# The records
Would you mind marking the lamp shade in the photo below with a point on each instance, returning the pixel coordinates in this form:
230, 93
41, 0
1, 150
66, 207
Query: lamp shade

# What the task requires
For every line in the material, write out an exact copy.

# Solution to this problem
Would you mind marking the lamp shade in the photo below with a point on each instance, returning the pixel coordinates in this form:
230, 93
41, 0
1, 150
66, 207
Query: lamp shade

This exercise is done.